◆ What the task requires ◆
Please put every line of the material below into a numbered list, leaving out any blank lines.

## Begin Data supplied

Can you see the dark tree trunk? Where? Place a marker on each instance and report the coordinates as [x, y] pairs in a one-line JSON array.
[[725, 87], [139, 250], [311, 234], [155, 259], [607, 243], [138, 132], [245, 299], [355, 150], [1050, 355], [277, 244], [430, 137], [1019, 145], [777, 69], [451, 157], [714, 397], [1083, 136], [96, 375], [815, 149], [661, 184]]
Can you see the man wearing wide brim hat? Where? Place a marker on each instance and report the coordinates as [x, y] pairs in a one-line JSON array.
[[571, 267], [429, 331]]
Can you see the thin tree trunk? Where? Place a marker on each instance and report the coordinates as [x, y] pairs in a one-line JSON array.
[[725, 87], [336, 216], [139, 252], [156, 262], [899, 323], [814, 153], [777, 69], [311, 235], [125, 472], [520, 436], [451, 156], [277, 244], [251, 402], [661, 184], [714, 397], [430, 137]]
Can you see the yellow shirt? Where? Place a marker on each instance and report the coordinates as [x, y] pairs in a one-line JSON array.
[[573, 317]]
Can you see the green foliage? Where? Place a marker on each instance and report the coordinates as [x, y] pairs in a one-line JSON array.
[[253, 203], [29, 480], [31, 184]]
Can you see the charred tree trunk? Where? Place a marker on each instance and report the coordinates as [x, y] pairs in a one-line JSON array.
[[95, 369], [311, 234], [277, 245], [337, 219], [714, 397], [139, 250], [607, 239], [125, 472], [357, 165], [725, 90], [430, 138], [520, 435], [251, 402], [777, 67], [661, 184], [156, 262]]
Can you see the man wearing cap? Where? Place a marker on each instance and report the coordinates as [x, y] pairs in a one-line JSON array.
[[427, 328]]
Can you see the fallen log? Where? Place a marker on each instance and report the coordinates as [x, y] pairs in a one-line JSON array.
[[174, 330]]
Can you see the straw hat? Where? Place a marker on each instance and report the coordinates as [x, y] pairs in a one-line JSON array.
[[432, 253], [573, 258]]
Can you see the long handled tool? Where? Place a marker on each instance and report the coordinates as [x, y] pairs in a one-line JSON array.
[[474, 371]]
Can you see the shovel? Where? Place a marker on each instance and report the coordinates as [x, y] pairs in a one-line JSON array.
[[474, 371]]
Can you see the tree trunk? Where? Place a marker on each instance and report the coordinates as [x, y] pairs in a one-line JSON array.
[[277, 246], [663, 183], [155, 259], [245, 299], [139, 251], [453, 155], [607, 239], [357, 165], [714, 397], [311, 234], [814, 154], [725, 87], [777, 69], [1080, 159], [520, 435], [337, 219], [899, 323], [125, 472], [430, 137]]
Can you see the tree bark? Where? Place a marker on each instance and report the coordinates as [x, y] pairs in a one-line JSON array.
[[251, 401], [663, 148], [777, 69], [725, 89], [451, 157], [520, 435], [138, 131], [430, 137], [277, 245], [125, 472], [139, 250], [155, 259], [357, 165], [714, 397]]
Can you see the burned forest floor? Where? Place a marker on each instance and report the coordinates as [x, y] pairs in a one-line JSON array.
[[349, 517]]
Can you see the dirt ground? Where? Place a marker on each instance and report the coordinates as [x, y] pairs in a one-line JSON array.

## End Data supplied

◆ Solution below ◆
1. Can you see the dark tree trunk? Where? Place a marker on each instance and report the coordinates as [x, y] pairs in a one-line JSON array.
2. [[725, 87], [139, 250], [311, 234], [155, 259], [607, 243], [138, 132], [245, 299], [355, 150], [1050, 355], [277, 244], [430, 137], [1019, 145], [777, 69], [451, 157], [714, 397], [1083, 136], [96, 375], [815, 149], [661, 184]]
3. Can you see the man wearing wide brim hat? Where? Place a marker on each instance and report the coordinates as [x, y] pairs in a one-line JSON array.
4. [[571, 267], [429, 331]]
5. Can you see the thin tree trunk? Where? Place a marker on each instance and report the coordinates as [x, y] pairs in a one-line JSON array.
6. [[725, 87], [336, 216], [139, 252], [156, 262], [899, 323], [814, 153], [777, 69], [311, 235], [125, 472], [520, 436], [451, 156], [277, 244], [251, 402], [661, 184], [714, 397], [430, 137]]
7. Can you see the yellow shirt? Where? Place a marker on each instance and report the coordinates as [x, y] pairs in a one-line JSON array.
8. [[573, 317]]
9. Can you see the green foliage? Where? Place a marker on each instance and report the coordinates as [x, y] pairs in a one-line JSON array.
10. [[253, 203], [29, 480], [31, 184]]
11. Can you see the charred tree trunk? Where? Place a marker on each instance and report the coordinates as [x, y] pairs in a one-line JSON array.
12. [[95, 369], [311, 234], [277, 245], [337, 219], [714, 397], [139, 250], [607, 239], [125, 472], [357, 165], [725, 90], [430, 138], [520, 435], [251, 402], [777, 67], [661, 184], [156, 262]]
13. Can you see the man wearing cap? Where? Place a marker on each instance and report the coordinates as [x, y] pairs in a one-line JSON array.
14. [[427, 328]]
15. Can you see the fallen log? Where? Place a marker on each instance and report the coordinates as [x, y] pairs in a one-line JSON array.
16. [[174, 330]]
17. Can you see the straw hat? Where? Place a marker on each instance and report the coordinates as [x, y] pairs in a one-line JSON array.
18. [[432, 253], [573, 258]]
19. Can you see the long handled tool? Where? Place a marker on each instance and report the coordinates as [x, y] pairs in a one-line JSON array.
20. [[474, 371]]
21. Can you see the shovel? Where? Place a marker on each instance and report the coordinates as [x, y] pairs in a one-line JSON array.
22. [[474, 371]]
23. Can you see the tree trunk? Where? Place a marker on each instance and report the coordinates as [x, y] pairs in a one-line JSON array.
24. [[277, 246], [663, 183], [155, 259], [245, 299], [139, 251], [453, 155], [607, 239], [357, 165], [714, 397], [311, 234], [814, 154], [725, 87], [777, 69], [1080, 159], [520, 435], [337, 219], [899, 323], [125, 472], [430, 137]]
25. Can you see the tree bark? Where? Place a marker on each instance and report the coordinates as [x, y] pairs in a one-line JSON array.
26. [[251, 401], [663, 148], [777, 69], [725, 89], [451, 157], [520, 435], [138, 131], [430, 137], [277, 245], [125, 472], [139, 250], [155, 259], [357, 165], [714, 397]]
27. Can you see the burned forest floor? Where? Place a marker on each instance and report the coordinates as [x, y] pairs in a one-line JSON array.
28. [[349, 517]]
29. Can you see the dirt ground? Where? Place a marker on each instance and report the coordinates as [x, y] pairs in a one-line JSON array.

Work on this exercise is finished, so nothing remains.